**Source passage**
================================
Beauty acts as a cause to produce love, because the being, the attributes and the works of God possess beauty, and every one loves that which is beautiful.

MUHAMMAD AL-GHAZALI

The Alchemy of Happiness


Life deprived of beauty is not worthy of being called human.

LUIS BARRAGÁN

attributed, Artes de Mexico, 1994


Beauty spins and the mind moves. To catch beauty would be to understand how that impertinent stability in vertigo is possible. But no, delight need not reach so far. To be running breathlessly, but not yet arrived, is itself delightful, a suspended moment of living hope.

ANNE CARSON

preface, Eros the Bittersweet


A lump rises in our throat at the sight of beauty from an implicit knowledge that the happiness it hints at is the exception.

ALAIN DE BOTTON

The Architecture of Happiness


Beauty for the most part, consists in objects of sight; but it is also received through the ears, by the skilful composition of words, and the consonant proportion of sounds; for in every species of harmony, beauty is to be found.

PLOTINUS

"Concerning the Beautiful"


We delight in the beauty of the butterfly, but rarely admit the changes it has gone through to achieve that beauty.
================================
**Required actions**
[1] Please output the beauty quotations word for word from "The Alchemy of" to "of living hope.".
[2] In the beauty quotations, what part of which work is given as the source of the Anne Carson passage?
The items that follow the beauty quotations are separate material.
================================
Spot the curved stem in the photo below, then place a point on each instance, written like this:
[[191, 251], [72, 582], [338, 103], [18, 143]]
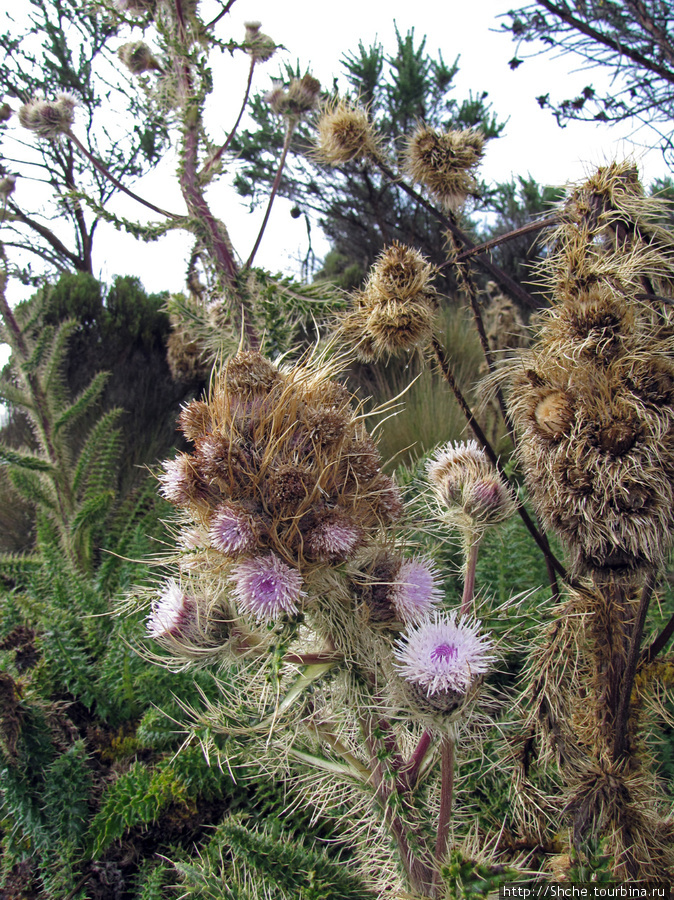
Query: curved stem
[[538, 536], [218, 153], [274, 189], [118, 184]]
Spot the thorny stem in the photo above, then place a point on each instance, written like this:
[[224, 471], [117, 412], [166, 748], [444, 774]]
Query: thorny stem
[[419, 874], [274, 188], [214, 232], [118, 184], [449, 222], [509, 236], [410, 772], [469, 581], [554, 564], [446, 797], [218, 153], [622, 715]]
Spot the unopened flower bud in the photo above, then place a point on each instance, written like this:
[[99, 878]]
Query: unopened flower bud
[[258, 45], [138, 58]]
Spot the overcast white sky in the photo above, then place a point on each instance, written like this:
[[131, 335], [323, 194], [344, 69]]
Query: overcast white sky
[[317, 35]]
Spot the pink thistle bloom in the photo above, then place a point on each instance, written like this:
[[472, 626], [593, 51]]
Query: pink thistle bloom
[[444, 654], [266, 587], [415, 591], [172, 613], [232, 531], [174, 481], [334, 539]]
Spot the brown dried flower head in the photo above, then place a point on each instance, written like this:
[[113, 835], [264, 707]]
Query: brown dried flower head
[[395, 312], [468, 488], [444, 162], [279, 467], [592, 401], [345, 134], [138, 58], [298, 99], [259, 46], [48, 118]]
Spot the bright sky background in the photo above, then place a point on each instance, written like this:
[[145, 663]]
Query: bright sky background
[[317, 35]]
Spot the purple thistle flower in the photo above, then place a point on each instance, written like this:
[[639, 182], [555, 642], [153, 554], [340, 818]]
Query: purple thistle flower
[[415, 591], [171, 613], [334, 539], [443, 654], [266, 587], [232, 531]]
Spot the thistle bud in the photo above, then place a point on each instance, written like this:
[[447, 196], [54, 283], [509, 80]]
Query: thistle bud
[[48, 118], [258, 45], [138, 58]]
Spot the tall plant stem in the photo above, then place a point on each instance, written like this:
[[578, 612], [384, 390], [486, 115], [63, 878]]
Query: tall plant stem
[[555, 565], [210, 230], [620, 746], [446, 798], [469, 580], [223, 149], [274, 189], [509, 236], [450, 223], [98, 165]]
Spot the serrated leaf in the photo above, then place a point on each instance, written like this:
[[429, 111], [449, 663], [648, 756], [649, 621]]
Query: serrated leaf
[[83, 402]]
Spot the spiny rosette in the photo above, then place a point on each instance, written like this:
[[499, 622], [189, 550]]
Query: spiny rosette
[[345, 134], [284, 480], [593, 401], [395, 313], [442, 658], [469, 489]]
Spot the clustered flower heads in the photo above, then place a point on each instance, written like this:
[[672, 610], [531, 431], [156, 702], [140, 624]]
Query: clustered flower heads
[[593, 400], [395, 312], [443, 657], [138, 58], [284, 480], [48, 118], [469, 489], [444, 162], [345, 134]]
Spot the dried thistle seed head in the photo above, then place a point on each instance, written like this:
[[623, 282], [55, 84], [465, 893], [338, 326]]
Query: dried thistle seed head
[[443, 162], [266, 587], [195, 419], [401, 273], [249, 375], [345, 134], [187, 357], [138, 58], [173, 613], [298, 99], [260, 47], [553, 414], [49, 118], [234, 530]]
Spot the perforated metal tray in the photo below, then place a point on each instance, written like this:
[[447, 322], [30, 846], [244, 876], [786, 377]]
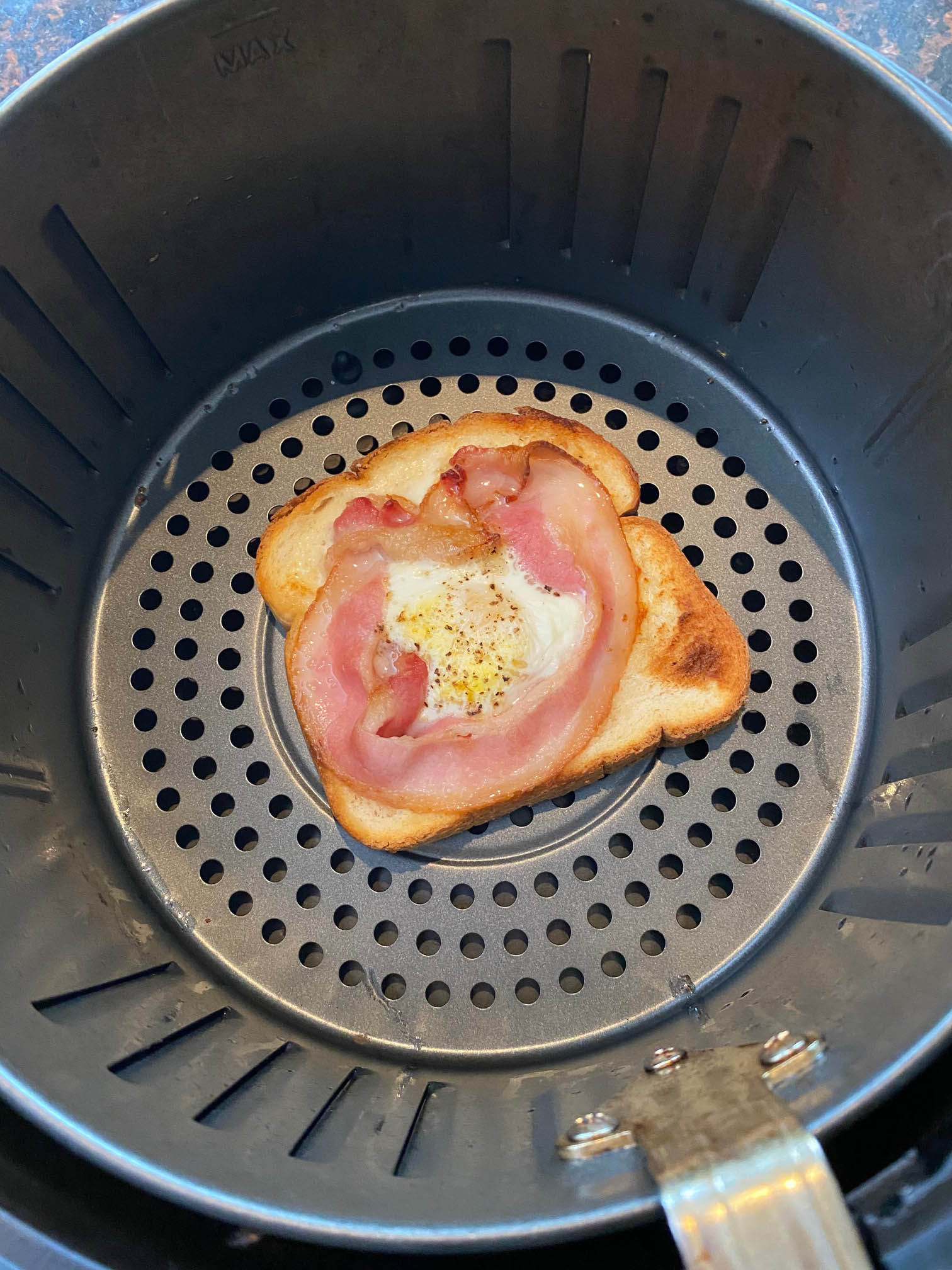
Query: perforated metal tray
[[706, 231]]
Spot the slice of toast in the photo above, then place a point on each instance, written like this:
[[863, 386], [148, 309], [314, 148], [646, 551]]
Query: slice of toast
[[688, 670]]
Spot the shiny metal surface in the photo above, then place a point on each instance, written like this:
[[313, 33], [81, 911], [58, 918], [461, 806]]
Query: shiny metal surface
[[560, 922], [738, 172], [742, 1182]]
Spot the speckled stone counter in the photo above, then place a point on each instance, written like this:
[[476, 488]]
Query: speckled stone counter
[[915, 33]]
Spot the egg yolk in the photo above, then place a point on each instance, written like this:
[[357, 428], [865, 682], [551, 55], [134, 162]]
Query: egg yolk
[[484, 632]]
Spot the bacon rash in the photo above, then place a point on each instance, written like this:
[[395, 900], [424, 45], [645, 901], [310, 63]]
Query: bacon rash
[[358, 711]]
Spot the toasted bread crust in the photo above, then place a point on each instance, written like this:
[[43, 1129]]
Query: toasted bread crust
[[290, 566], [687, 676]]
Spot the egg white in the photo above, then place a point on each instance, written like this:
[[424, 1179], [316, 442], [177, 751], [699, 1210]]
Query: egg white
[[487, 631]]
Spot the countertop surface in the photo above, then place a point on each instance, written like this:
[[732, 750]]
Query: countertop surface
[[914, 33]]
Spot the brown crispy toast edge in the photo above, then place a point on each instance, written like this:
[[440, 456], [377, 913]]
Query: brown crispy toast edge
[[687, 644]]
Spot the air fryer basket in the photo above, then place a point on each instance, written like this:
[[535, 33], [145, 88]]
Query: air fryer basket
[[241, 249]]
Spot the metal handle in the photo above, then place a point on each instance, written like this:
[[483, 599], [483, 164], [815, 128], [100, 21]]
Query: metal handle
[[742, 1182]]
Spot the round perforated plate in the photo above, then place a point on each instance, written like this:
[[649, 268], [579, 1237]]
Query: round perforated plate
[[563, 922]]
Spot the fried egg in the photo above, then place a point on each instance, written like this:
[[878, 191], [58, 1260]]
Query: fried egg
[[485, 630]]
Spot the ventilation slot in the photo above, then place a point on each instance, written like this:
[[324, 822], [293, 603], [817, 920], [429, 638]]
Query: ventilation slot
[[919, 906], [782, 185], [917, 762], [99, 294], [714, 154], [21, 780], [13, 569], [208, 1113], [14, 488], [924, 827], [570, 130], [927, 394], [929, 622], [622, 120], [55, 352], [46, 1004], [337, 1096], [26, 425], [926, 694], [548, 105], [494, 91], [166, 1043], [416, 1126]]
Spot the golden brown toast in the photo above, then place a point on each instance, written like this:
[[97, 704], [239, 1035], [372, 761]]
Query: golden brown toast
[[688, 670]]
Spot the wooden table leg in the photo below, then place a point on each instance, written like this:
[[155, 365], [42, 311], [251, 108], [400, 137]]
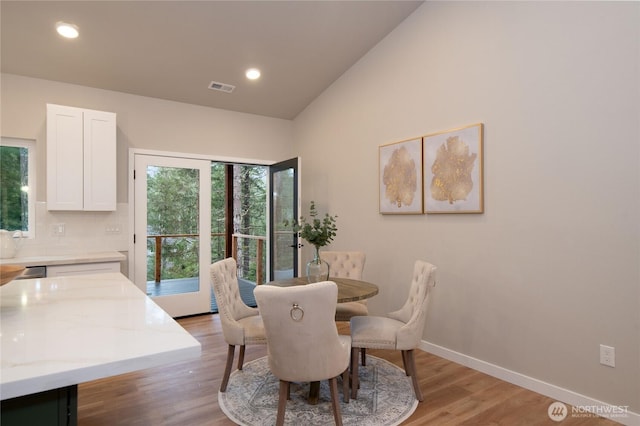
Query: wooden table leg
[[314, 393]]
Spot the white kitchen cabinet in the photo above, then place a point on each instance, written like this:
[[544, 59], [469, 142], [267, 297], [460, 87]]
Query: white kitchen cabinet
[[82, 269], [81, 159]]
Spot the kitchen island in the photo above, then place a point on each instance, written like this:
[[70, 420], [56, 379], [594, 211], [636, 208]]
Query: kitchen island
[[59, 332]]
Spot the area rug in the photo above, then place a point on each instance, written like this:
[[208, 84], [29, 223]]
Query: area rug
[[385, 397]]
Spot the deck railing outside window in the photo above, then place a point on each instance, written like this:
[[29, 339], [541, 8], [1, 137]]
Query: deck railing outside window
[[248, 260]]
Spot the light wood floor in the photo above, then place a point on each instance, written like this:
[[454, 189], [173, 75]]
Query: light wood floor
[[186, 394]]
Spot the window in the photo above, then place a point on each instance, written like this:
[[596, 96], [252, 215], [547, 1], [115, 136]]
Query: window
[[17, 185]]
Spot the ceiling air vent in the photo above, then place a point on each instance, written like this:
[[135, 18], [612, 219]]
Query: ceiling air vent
================================
**Results for each task**
[1]
The Alchemy of Happiness


Life deprived of beauty is not worthy of being called human.

LUIS BARRAGÁN

attributed, Artes de Mexico, 1994


Beauty spins and the mind moves. To catch beauty would be to understand how that impertinent stability in vertigo is possible. But no, delight need not reach so far. To be running breathlessly, but not yet arrived, is itself delightful, a suspended moment of living hope.

[2] The preface of Eros the Bittersweet.